[Directions for this task]:
Find each line below that contains the word "mask", and copy those lines out in full.

[Record extracts]:

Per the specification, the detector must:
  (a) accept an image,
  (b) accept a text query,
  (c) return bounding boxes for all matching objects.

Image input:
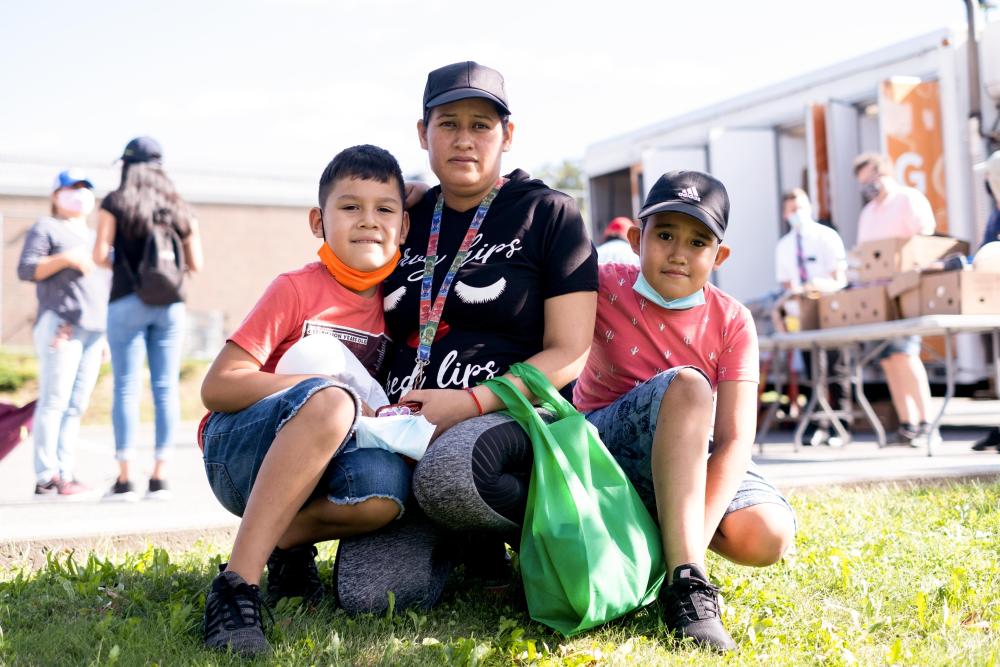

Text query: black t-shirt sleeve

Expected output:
[542,193,597,299]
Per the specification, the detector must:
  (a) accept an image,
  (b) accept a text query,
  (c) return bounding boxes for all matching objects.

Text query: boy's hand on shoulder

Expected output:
[403,181,431,209]
[400,389,479,438]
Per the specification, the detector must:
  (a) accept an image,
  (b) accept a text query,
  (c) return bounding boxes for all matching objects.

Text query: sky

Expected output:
[0,0,984,180]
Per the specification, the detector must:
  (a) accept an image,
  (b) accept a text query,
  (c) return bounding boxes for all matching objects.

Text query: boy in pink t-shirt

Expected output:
[573,171,795,650]
[199,145,410,656]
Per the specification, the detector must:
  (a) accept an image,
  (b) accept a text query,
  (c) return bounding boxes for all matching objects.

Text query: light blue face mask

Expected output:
[632,271,705,310]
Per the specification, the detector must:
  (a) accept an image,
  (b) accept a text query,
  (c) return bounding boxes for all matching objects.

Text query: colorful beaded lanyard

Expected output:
[410,177,507,389]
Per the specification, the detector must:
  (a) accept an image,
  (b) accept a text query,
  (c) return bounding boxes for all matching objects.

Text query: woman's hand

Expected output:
[400,389,479,438]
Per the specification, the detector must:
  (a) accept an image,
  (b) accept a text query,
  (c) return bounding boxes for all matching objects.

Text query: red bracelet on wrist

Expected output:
[465,387,486,417]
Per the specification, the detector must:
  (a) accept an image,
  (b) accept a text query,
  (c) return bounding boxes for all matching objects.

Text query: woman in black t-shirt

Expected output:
[337,62,597,611]
[94,137,202,501]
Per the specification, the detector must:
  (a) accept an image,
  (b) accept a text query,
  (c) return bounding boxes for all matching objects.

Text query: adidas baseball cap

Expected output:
[424,60,510,116]
[52,169,94,192]
[120,137,163,164]
[639,171,729,241]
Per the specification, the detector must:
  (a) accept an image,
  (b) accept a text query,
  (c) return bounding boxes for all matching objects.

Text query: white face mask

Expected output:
[56,188,97,216]
[788,204,812,232]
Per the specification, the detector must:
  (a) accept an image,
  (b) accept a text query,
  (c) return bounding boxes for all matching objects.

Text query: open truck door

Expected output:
[708,128,781,302]
[825,100,861,248]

[Written answer]:
Text query: light blue face mask
Text query: white face mask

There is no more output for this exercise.